--- DOCUMENT TEXT Enclosed Below ---

I'm currently trying to use the GATK pipeline for SNP calling to call SNPs. At the step where you use GATK's 'BaseRecalibrator' tool, you have to provide a set of known SNPs. Unfortunately, for my organisms, these are not annotated.
However, these organisms do have a reference genome sequenced. In a nature paper from Prado et al, they created a...
"set of training SNP positions that are independent of Illumina short read data based on capillary sequence traces obtained for each species from the NCBI trace archive based on the whole genome shotgun (WGS) reads produced for the species reference assemblies. We mapped capillary reads using ssaha2 and called SNPs using the neighborhood quality score criteria implemented in ssahaSNP." (Prado-Martinez et al Nature 2013, supplementary information)
So looking at the NCBI trace archive, it seems like there is a pretty nice ftp site (and even a java applet that you can use to download things). However, I'm a bit confused on how this will help me call SNPs. On the ssahaSNP page, they say that:
"ssahaSNP is a polymorphism detection tool. It detects homozygous SNPs and indels by aligning shotgun reads to the finished genome sequence." http://www.sanger.ac.uk/science/tools/ssahasnp
How can you call 'homozygous' SNPs from the finished genome sequence using shotgun reads? Shouldn't the finished genome be the consensus of those reads, and therefore homozygous SNPs would just be the base called in the reference?
Any ideas?
Thanks!
Hi John, Thanks for your reply.
Do you have an example of a "simple" SNP caller that you mentioned above, or would you just write a very simple one using some heuristics (e.g. call a SNP if it doesn't violate a binomial distribution with p=0.5)? I think I could do that fairly easily with python using the pysam module...

--- End of Enclosed DOCUMENT TEXT ---
--- DATA FOR REVIEW Enclosed Below ---

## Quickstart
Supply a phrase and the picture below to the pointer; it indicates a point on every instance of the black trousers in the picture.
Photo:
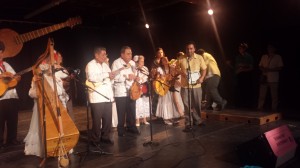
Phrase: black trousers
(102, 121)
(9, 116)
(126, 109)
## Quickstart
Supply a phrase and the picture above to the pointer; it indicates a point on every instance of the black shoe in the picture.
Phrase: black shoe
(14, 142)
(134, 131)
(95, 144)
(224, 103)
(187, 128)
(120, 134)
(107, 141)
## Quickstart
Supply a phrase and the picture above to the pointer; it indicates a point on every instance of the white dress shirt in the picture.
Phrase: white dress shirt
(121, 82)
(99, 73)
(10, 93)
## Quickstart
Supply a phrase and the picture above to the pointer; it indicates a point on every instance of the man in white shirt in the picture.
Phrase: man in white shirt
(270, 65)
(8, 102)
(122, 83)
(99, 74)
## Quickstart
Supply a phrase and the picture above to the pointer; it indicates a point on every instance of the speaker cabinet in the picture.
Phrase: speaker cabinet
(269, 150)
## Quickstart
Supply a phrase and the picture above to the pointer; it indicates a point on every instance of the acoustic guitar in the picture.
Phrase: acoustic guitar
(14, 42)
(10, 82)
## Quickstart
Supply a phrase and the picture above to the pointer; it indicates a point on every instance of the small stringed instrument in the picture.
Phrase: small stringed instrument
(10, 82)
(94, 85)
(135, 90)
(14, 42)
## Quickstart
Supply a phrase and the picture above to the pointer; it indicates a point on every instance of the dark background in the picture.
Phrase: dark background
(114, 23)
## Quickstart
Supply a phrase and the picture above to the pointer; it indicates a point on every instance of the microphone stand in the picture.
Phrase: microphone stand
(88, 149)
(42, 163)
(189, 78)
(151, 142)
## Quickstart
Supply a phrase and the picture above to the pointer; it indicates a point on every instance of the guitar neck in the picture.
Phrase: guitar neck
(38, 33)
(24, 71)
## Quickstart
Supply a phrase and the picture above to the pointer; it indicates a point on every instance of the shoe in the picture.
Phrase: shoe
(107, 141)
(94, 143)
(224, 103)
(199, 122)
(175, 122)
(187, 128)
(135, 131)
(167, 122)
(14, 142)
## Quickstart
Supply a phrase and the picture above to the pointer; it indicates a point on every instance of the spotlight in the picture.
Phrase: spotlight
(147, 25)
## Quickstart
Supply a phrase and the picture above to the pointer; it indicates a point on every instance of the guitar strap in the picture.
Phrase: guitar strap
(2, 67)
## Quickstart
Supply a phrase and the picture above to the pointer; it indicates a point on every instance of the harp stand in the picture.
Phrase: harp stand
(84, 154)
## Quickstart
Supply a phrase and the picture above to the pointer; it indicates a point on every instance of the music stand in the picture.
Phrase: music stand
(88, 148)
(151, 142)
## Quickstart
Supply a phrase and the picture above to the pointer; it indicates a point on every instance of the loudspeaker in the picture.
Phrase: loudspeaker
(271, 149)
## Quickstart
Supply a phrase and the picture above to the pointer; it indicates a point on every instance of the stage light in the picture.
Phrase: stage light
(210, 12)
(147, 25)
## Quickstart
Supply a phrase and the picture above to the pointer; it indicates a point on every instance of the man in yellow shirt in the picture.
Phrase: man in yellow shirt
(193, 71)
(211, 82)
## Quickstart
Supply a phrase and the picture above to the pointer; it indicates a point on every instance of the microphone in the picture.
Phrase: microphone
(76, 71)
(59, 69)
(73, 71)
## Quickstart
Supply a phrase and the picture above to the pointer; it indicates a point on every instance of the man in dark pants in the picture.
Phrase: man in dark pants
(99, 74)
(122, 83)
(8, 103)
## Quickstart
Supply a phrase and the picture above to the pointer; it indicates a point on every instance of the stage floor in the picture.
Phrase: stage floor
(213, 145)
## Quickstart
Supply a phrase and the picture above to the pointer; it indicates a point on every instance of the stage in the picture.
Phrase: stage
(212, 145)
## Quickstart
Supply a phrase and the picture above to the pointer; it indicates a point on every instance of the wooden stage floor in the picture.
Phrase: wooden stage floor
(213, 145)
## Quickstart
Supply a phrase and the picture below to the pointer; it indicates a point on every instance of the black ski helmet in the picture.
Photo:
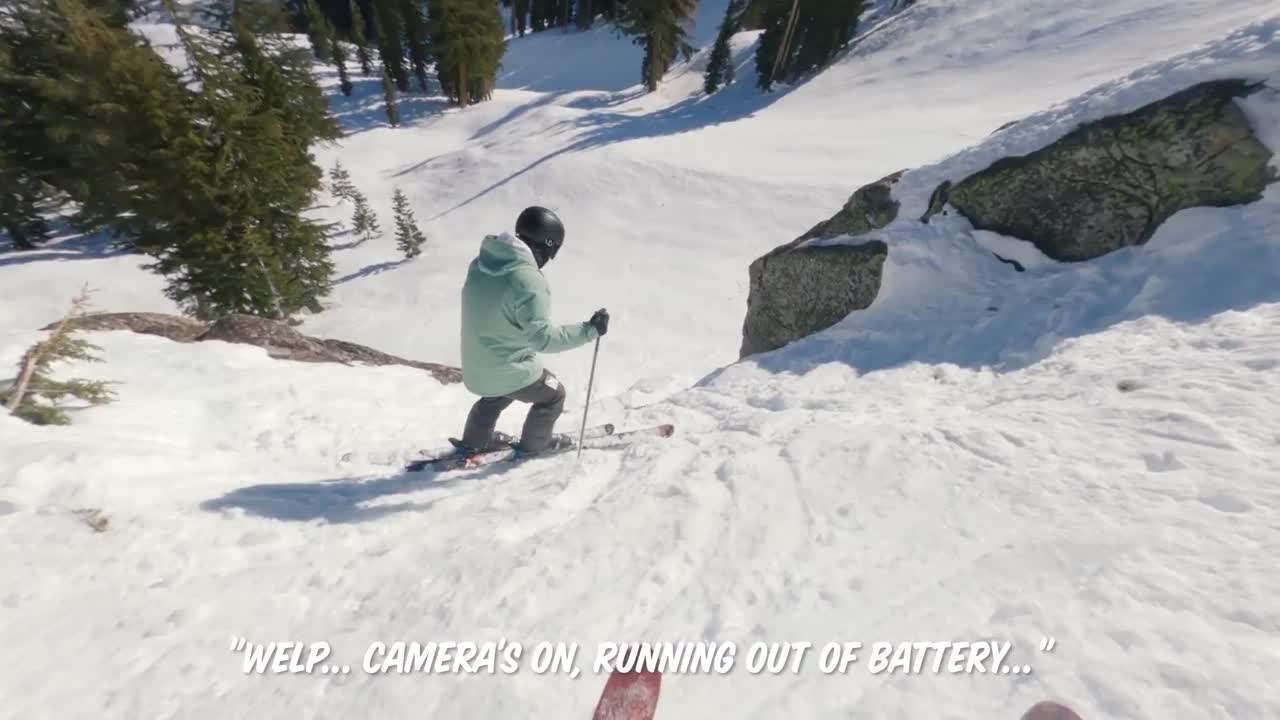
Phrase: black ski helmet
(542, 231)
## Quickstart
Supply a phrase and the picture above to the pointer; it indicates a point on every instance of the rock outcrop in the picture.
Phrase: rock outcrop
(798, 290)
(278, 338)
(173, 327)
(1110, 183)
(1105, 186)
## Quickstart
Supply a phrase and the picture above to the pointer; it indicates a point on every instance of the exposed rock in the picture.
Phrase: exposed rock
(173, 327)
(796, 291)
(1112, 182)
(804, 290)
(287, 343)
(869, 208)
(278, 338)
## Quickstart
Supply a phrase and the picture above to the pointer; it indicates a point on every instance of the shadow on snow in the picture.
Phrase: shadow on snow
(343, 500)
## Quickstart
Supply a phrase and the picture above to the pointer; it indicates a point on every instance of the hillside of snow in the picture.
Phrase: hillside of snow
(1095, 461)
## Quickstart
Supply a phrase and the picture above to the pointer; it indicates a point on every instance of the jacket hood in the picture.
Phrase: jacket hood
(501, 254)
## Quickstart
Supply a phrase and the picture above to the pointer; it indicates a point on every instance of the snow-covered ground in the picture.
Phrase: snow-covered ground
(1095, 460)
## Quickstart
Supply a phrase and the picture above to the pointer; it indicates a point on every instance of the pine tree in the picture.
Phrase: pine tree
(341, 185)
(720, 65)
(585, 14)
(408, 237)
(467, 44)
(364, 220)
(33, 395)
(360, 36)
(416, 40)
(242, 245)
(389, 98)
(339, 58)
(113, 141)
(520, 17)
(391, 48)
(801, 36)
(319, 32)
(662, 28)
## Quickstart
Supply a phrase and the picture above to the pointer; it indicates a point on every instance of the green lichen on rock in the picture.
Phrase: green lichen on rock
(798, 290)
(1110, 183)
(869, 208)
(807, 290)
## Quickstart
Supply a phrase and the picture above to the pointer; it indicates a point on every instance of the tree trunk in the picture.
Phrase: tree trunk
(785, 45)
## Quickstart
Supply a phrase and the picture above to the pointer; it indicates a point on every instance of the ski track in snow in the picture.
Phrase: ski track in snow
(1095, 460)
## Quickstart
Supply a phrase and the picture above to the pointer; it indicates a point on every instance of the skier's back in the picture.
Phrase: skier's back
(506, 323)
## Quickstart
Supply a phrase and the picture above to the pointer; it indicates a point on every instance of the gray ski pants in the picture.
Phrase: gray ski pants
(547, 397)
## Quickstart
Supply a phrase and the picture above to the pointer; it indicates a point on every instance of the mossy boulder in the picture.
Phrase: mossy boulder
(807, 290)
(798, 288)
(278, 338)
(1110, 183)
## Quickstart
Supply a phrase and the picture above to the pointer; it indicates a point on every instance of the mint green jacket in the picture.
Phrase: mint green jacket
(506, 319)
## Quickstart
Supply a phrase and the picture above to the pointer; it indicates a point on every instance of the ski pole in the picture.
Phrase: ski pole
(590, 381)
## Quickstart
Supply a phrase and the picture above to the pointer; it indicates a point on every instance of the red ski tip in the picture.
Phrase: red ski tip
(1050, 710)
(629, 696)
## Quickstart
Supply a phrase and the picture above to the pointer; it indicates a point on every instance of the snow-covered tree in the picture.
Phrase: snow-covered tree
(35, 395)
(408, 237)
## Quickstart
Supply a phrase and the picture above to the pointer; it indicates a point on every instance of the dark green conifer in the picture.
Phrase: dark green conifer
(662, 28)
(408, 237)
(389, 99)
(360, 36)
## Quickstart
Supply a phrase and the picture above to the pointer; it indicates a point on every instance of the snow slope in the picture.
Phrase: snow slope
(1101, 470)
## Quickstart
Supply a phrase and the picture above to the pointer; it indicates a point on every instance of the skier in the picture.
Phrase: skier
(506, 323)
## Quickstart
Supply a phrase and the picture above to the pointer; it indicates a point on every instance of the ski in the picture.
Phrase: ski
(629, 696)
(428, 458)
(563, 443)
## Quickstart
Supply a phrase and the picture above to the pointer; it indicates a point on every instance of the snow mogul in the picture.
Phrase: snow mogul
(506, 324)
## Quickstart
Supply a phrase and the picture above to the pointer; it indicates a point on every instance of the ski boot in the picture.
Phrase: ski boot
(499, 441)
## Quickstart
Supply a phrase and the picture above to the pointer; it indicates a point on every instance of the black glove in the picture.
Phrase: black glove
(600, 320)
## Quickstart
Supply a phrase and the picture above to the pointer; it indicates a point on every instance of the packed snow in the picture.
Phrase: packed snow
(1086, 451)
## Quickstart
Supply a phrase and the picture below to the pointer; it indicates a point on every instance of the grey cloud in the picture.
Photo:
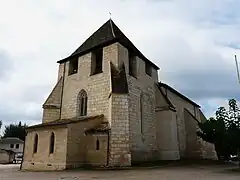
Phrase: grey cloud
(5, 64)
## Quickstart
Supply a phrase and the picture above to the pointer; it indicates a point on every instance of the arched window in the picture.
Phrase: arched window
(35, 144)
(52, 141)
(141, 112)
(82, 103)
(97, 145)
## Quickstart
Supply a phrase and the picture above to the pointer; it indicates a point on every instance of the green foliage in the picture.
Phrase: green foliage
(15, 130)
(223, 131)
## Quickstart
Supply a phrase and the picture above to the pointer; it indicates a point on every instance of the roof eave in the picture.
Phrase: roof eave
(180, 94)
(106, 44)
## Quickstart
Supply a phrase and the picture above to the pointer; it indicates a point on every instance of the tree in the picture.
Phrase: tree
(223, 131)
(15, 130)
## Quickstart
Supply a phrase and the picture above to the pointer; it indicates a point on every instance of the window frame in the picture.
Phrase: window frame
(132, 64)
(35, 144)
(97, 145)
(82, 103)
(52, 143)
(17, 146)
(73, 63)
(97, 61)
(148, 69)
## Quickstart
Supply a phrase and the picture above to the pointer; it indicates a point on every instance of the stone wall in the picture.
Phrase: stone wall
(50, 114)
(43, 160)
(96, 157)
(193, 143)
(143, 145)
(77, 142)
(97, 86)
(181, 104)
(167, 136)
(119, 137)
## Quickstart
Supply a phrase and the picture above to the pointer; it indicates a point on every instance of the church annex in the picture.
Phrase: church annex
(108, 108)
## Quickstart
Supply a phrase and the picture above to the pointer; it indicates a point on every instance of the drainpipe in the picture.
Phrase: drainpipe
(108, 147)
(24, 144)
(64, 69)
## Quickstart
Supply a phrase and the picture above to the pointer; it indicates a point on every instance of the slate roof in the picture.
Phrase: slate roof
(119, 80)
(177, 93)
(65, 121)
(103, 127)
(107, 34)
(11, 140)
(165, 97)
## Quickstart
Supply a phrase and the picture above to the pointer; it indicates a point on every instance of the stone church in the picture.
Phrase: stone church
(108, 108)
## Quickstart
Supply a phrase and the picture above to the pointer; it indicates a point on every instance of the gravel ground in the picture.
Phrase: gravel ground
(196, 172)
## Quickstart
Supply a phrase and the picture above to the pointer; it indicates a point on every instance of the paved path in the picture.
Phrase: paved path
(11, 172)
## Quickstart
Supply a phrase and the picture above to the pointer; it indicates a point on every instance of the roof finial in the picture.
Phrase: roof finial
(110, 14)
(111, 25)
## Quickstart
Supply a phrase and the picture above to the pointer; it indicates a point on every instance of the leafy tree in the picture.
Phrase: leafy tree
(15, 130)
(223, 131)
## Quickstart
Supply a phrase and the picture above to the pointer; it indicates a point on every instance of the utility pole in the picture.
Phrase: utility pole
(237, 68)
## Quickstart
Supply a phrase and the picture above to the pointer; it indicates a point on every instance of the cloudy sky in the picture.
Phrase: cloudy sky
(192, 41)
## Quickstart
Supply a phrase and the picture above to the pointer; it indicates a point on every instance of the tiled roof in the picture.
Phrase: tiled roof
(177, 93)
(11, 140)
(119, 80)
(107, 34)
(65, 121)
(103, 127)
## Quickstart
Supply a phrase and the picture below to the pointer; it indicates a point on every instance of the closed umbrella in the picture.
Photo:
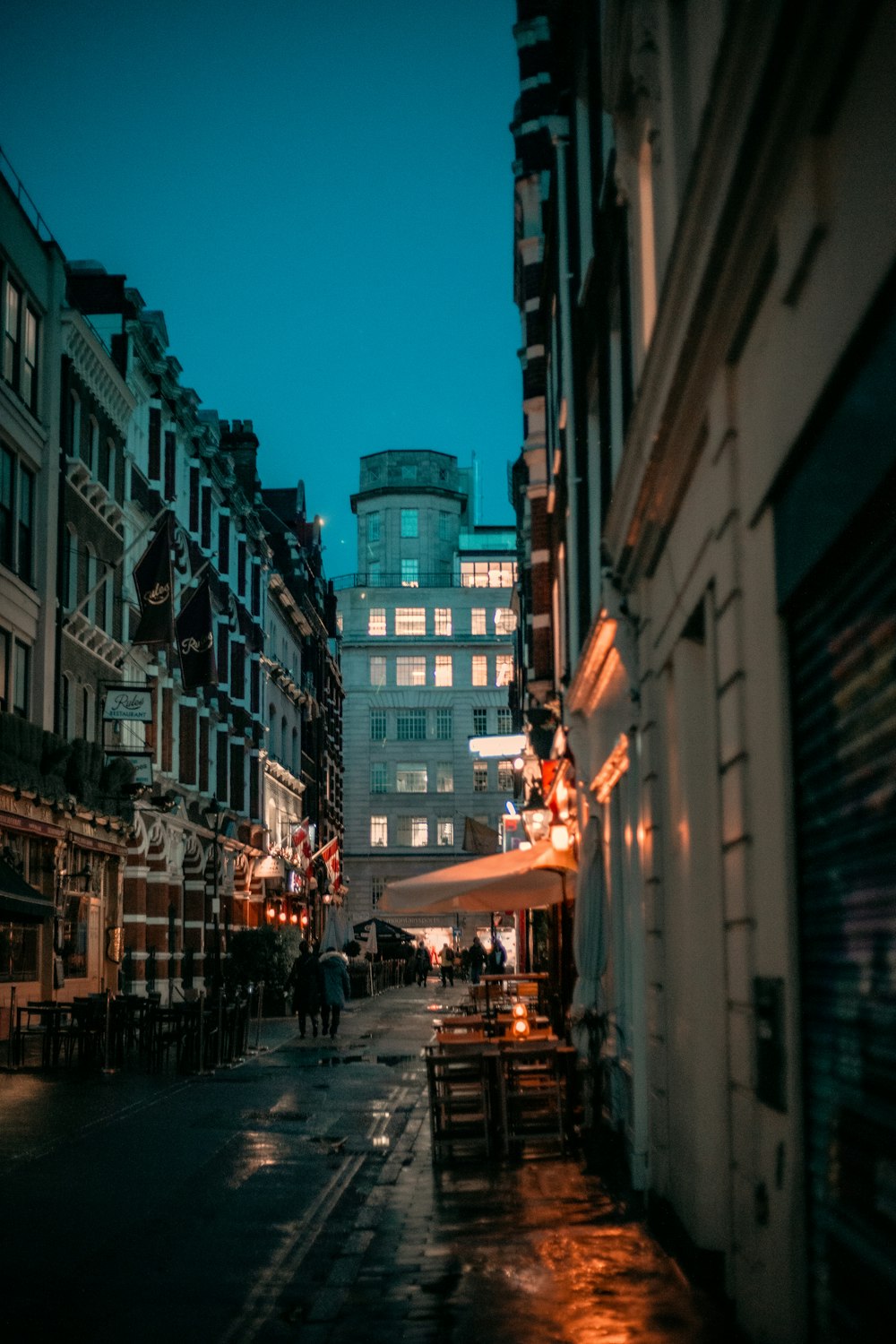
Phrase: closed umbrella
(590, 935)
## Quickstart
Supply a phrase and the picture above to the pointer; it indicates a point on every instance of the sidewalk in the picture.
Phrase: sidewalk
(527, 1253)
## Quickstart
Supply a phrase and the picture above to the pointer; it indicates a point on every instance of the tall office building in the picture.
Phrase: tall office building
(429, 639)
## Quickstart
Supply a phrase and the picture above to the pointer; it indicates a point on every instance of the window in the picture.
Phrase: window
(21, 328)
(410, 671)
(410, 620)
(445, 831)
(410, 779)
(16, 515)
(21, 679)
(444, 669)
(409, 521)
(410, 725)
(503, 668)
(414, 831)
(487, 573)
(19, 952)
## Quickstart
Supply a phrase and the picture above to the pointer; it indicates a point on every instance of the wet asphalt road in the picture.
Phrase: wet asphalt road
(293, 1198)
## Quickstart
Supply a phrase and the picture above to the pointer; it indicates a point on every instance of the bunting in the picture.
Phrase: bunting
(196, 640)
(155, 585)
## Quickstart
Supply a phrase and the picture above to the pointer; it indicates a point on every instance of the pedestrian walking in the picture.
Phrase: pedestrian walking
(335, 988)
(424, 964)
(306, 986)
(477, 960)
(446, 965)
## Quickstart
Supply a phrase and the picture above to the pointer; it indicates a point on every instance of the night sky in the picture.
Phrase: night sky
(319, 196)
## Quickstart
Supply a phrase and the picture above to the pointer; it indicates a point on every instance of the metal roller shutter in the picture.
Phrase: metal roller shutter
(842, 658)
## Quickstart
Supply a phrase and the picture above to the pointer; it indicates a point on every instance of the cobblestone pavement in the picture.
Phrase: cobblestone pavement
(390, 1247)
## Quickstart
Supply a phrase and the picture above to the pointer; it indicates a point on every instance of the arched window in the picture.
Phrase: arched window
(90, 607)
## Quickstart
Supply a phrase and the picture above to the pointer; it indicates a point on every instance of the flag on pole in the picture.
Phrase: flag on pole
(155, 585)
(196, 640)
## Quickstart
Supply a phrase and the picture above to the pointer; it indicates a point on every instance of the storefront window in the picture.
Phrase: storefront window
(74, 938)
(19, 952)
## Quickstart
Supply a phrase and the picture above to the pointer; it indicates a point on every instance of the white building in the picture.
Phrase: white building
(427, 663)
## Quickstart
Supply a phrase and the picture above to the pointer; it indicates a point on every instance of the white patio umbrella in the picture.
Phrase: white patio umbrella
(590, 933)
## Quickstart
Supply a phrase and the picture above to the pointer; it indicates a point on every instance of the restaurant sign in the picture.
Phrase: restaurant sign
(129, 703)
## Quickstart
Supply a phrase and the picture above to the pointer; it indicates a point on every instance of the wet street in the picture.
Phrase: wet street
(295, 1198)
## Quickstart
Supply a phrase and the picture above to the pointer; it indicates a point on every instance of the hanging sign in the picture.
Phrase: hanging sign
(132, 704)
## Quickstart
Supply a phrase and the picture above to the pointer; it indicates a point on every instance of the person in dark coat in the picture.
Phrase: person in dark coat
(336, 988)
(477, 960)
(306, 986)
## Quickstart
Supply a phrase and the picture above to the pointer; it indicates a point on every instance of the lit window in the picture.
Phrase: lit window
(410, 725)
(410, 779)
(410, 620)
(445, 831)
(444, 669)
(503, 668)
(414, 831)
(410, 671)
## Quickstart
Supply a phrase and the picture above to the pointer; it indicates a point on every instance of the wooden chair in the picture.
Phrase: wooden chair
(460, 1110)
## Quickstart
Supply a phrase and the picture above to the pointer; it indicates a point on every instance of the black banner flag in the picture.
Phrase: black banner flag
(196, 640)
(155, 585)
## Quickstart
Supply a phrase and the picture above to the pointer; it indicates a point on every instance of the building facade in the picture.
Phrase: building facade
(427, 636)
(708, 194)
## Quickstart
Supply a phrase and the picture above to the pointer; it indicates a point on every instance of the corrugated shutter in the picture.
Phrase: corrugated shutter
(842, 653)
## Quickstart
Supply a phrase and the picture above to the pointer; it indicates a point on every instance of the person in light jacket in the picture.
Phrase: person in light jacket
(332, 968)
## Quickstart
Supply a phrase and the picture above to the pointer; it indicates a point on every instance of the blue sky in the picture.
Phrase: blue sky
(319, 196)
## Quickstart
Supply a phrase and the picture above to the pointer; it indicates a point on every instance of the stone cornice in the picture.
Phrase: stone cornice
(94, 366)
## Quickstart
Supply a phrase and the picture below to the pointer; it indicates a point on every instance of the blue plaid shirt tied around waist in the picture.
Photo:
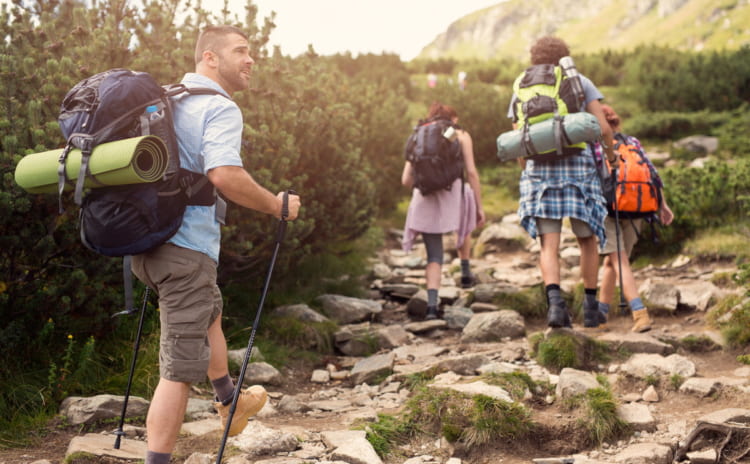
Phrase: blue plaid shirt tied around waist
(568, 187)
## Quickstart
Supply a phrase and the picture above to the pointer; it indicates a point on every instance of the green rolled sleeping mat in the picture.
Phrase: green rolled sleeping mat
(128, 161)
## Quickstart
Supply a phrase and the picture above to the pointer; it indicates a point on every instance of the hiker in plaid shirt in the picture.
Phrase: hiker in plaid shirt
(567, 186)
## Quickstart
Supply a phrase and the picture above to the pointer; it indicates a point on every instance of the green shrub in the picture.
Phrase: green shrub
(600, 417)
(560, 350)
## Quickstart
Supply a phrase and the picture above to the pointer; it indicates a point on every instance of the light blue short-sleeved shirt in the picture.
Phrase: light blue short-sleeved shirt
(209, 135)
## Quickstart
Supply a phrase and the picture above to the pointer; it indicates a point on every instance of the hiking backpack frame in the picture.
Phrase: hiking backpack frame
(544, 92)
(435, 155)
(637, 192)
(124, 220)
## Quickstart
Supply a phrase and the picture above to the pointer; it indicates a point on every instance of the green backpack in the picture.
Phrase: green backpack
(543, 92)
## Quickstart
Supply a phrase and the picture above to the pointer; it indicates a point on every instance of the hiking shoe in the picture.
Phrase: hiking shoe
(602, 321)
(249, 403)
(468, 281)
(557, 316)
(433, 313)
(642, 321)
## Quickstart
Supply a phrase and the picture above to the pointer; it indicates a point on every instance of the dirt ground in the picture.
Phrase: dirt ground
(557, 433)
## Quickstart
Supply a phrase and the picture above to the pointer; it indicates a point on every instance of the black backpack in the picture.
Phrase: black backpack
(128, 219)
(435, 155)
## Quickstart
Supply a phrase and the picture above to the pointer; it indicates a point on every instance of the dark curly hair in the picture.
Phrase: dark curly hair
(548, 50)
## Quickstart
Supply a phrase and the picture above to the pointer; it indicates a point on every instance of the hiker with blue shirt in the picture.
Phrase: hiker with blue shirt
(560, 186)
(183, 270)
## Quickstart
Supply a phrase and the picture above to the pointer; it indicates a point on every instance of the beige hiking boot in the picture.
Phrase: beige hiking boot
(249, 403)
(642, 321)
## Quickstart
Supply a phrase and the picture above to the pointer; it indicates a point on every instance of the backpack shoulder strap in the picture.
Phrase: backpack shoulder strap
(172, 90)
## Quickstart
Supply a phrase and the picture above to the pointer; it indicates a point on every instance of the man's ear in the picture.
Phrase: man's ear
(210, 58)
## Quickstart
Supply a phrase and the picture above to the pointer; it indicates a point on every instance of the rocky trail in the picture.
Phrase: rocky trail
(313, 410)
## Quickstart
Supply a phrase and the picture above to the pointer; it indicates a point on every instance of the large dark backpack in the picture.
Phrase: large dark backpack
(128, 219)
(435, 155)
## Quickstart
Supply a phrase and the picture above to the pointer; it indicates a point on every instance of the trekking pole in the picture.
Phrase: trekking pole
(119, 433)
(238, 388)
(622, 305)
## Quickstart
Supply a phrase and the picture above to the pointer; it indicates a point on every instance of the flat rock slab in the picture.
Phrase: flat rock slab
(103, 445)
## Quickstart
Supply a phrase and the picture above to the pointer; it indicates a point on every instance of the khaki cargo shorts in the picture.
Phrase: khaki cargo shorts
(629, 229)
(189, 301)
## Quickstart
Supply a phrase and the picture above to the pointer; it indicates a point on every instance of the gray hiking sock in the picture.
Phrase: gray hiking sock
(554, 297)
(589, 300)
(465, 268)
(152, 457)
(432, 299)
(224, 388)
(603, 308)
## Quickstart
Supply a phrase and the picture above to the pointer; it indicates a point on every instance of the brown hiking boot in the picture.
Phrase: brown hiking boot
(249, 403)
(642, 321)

--- End of Enclosed DATA FOR REVIEW ---

THINGS TO DO:
1. Rewrite the SNP-calling forum thread starting at "I'm currently trying" and ending at "are not annotated.", replacing "organisms" with "species".
2. Answer these questions using the SNP-calling forum thread.
(a) Which GATK tool requires a set of known SNPs?
(b) Which program did Prado-Martinez et al. use to map the capillary reads?
(c) Which Python module does the poster mention for writing a simple SNP caller?

OUTPUTS FOR THE TASKS:
1.
I'm currently trying to use the GATK pipeline for SNP calling to call SNPs. At the step where you use GATK's 'BaseRecalibrator' tool, you have to provide a set of known SNPs. Unfortunately, for my species, these are not annotated.

2.
(a) BaseRecalibrator
(b) ssaha2
(c) pysam